◆ Stated exercise
Reproduce nothing but the closing run of lines: the line with "Would you mind marking the cathedral in" and each line that follows it to the end of the data.

[Point labeling examples]
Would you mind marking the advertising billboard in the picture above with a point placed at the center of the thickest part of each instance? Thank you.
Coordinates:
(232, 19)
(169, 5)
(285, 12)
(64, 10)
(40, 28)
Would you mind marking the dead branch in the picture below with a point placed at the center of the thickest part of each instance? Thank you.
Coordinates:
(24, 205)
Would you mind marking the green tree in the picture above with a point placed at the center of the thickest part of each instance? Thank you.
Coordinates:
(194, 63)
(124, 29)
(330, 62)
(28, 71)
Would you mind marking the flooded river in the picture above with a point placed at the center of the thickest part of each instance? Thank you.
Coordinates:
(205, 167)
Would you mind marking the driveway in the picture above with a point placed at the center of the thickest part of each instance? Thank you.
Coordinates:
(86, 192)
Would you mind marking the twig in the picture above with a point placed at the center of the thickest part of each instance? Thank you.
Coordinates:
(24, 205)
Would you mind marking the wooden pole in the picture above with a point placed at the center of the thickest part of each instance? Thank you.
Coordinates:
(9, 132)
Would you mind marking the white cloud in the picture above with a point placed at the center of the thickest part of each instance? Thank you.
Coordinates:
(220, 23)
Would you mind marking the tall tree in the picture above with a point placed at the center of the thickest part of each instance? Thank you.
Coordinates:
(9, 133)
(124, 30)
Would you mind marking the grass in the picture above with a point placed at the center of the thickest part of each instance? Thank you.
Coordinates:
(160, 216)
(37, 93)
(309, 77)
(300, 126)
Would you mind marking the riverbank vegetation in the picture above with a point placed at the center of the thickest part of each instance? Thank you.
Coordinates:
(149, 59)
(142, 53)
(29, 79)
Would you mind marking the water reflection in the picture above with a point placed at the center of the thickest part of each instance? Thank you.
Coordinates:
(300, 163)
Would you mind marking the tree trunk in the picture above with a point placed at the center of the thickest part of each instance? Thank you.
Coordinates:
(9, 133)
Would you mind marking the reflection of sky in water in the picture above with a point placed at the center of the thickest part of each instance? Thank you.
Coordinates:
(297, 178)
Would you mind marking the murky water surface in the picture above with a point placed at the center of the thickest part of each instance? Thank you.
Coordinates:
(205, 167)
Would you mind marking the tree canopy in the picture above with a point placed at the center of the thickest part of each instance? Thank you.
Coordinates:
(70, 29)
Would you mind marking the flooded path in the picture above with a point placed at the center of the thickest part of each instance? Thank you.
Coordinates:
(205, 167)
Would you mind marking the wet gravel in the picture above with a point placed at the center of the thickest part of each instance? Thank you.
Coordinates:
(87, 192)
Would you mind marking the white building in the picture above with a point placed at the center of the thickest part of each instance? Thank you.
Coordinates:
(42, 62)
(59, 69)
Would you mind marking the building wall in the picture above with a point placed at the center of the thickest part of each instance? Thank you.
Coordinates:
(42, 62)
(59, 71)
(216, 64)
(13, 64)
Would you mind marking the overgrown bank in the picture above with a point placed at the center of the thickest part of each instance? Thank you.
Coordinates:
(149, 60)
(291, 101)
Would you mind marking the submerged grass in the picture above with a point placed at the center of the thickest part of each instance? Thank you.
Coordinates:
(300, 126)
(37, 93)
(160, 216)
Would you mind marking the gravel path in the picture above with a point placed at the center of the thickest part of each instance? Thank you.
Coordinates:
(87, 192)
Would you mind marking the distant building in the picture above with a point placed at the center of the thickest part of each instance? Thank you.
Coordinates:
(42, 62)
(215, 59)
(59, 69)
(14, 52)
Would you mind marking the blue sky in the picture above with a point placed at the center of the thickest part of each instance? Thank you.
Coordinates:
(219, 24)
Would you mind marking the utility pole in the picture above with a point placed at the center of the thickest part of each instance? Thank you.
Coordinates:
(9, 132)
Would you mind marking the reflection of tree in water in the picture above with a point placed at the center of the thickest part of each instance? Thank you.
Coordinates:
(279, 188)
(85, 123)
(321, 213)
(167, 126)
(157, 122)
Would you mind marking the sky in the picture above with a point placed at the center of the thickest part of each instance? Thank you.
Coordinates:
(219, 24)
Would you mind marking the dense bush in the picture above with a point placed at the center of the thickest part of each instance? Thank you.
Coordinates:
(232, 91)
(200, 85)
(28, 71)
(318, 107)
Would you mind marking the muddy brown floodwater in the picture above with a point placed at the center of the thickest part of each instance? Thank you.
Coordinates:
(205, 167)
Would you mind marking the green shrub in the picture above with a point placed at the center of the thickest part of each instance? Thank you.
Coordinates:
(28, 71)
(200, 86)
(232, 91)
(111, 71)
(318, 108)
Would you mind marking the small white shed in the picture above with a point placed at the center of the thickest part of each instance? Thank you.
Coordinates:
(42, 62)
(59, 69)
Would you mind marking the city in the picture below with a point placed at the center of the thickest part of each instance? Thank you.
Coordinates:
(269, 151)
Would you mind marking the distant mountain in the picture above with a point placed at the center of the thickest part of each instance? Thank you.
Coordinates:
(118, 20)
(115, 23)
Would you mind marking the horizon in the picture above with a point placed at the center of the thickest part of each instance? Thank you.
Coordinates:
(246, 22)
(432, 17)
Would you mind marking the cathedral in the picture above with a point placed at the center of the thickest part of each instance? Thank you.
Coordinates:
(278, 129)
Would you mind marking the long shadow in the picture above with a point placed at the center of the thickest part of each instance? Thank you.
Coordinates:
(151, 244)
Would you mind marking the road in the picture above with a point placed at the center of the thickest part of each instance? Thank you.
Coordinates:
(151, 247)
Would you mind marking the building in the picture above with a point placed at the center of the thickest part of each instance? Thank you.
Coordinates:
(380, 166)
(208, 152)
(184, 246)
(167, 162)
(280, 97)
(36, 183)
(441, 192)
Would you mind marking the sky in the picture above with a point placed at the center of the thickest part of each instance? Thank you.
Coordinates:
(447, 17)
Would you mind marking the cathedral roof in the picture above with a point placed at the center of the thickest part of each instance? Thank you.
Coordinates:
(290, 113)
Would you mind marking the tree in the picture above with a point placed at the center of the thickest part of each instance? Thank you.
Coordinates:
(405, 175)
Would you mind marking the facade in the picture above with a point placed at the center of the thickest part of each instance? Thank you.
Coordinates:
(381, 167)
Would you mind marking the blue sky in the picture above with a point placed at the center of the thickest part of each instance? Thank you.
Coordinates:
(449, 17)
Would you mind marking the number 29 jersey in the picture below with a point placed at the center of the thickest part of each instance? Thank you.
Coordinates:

◆ The answer
Would you mind marking the cathedral in the picture above with a point placed at the center of the thickest part of each instance? Thank you.
Coordinates:
(278, 129)
Would you mind marking the long shadow in the picture above with a point placed at the center of the thickest part of each instance? Thank you.
Coordinates:
(151, 244)
Would you mind marking the road in the picture above with a point placed at the center of the thickest part of each instance? Thank you.
Coordinates:
(151, 247)
Would you mind marking the building in the picture above with a point placed at the center of the thickest part of each instance? Thank you.
Coordinates:
(380, 166)
(208, 152)
(184, 246)
(167, 162)
(280, 97)
(36, 183)
(441, 192)
Would you mind marking the sky in the picture above with a point placed at the center of the thickest part of each instance? Thank you.
Coordinates:
(447, 17)
Would you mind marking the cathedral roof in the picture above with a point placed at the center of the thickest part of each instance? Thank you.
Coordinates:
(290, 113)
Would you mind marking the tree in the picture above with a point placed at the center of the thickest part of each instance? Thank you.
Coordinates:
(405, 175)
Would you mind marking the facade in the picture above with a point placed at the center of the thickest part of each instance? Thank you.
Coordinates:
(381, 167)
Would you mind marking the blue sky in the picture above with a point placed at the center of the thickest part of each instance? Thank you.
Coordinates:
(449, 17)
Would you mind marking the number 29 jersey in the picture below with a point placed at the center of the thickest part of each instance? Thank you.
Coordinates:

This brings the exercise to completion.